_REQUIRED WORK_:
Among the lines below, a stretch begins at the one with "of the maroon" and ends at the one with "Phrase: axle nut". Repeat that stretch exactly, ends included.

Referring expression data:
***

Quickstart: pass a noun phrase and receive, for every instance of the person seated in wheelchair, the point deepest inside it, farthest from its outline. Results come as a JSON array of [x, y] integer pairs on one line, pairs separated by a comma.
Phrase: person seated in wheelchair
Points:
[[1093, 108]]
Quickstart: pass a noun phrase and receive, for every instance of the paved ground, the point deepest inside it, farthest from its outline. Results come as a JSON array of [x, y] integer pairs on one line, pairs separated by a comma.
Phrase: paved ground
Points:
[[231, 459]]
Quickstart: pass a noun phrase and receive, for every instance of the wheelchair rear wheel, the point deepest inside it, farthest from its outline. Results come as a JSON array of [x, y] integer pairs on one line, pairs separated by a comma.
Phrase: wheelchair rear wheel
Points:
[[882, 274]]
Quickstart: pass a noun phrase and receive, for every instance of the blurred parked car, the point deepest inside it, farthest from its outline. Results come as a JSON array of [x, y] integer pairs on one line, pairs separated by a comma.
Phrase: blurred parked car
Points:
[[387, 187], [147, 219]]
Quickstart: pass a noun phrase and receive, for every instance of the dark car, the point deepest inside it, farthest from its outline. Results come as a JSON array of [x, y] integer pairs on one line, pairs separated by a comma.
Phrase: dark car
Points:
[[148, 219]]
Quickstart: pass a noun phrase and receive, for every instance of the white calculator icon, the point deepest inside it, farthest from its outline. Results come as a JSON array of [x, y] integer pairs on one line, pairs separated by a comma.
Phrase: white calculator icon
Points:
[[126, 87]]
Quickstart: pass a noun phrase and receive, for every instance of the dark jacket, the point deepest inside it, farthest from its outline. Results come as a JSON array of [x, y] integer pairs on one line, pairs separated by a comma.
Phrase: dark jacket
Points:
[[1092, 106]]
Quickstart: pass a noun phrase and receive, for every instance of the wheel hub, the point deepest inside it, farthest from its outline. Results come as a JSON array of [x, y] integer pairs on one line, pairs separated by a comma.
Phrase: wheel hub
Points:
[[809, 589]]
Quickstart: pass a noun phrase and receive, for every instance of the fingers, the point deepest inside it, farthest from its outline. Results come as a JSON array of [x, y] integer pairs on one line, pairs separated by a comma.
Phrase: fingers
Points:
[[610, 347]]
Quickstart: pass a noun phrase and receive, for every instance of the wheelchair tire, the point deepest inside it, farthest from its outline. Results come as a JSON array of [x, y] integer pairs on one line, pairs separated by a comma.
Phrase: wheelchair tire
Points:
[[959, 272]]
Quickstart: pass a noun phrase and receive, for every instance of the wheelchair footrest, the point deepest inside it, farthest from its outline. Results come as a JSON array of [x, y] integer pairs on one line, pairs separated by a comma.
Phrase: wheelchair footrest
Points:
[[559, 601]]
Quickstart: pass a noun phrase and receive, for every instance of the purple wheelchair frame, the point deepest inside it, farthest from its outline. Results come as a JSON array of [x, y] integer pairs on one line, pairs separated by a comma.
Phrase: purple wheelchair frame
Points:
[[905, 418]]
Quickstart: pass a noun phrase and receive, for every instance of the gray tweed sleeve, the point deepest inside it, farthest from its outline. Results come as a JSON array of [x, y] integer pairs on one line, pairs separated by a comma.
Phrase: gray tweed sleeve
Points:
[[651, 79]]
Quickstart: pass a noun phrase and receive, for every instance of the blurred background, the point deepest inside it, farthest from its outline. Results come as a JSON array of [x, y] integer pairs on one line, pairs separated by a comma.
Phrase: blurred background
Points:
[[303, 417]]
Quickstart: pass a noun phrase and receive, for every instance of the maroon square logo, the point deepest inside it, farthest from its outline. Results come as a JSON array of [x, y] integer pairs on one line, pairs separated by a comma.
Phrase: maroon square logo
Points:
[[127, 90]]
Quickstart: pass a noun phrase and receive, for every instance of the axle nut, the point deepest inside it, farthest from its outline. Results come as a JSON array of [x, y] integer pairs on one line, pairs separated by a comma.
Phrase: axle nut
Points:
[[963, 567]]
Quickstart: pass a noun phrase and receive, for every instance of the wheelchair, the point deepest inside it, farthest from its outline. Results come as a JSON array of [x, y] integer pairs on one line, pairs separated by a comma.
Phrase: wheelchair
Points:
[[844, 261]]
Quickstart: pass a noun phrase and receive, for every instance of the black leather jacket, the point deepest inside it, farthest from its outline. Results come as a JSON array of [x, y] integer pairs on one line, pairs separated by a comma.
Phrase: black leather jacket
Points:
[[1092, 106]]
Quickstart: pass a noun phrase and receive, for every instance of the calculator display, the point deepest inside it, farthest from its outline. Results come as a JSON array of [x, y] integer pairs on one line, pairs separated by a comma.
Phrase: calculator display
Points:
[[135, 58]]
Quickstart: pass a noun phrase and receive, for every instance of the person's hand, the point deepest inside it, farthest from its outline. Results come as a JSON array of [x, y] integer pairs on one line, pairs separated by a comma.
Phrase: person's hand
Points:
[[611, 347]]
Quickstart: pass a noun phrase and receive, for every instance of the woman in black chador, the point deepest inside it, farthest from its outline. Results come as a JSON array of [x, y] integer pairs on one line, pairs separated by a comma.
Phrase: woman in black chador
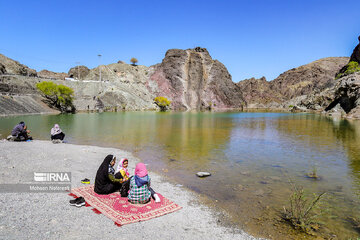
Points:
[[105, 181]]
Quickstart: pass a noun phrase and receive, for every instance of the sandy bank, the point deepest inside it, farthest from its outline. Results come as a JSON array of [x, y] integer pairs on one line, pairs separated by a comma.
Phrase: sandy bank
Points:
[[49, 215]]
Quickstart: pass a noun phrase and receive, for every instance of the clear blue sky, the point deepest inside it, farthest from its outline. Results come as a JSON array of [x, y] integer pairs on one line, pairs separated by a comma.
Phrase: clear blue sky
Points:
[[252, 38]]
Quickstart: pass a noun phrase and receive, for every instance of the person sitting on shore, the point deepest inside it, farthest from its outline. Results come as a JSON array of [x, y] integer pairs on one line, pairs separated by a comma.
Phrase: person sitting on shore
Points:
[[123, 174], [105, 181], [122, 169], [140, 190], [56, 133], [20, 132]]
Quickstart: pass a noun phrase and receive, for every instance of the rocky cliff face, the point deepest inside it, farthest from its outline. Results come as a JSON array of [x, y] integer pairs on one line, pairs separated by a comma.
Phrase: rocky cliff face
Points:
[[347, 94], [9, 66], [294, 87], [191, 79], [355, 56], [54, 75], [258, 93], [79, 72]]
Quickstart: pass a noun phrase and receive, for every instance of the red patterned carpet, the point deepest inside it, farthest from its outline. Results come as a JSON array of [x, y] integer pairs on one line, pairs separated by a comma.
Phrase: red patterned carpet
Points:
[[120, 210]]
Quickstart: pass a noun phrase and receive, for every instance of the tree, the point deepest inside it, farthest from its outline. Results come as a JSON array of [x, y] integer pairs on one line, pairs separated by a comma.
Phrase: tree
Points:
[[134, 61], [58, 96], [162, 103]]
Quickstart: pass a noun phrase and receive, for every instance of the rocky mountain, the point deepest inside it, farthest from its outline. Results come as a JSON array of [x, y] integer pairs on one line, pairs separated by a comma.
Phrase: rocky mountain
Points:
[[9, 66], [49, 74], [79, 72], [293, 86], [190, 79], [258, 93]]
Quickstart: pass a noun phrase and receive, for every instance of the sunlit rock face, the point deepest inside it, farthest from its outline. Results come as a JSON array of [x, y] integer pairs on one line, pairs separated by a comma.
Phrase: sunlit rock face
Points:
[[192, 80]]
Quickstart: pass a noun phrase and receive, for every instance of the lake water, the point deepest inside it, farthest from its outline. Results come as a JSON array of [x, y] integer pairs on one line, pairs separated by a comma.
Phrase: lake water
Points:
[[252, 158]]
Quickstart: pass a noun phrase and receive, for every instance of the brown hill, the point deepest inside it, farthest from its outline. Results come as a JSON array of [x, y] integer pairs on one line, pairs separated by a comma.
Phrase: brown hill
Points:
[[304, 80]]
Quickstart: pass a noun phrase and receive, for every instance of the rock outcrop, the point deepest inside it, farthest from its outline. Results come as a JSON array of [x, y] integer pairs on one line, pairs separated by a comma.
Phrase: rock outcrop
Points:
[[52, 75], [258, 93], [298, 86], [79, 72], [192, 80], [353, 64], [10, 66], [347, 95]]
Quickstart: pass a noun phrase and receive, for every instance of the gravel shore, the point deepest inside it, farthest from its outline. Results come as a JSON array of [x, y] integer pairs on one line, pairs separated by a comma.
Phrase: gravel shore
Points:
[[49, 215]]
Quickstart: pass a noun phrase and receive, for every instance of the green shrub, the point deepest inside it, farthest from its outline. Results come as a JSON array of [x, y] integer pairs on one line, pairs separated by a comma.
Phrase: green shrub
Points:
[[301, 212], [162, 102], [58, 96], [351, 68]]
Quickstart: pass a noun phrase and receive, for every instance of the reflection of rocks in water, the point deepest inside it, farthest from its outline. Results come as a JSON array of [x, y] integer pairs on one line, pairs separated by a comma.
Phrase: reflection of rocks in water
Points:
[[277, 166], [275, 178], [259, 192], [240, 187]]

***

_YOUR SOLUTION_:
Quickstart: pass a noun phrase and receive, for every instance of the maroon square logo, the point deepest inside it, farthest from its outline. Results come as a JSON array of [x, y] integer pairs on one line, pairs separated by a comma.
Phrase: maroon square logo
Points:
[[127, 90]]
Quickstart: pass a noun phrase and receive, for every instance of the axle nut, the point deepest inside it, farthest from its outline. Results come as a JSON array of [x, y] integer pairs on one line, pairs separated by a comma.
Phrase: axle nut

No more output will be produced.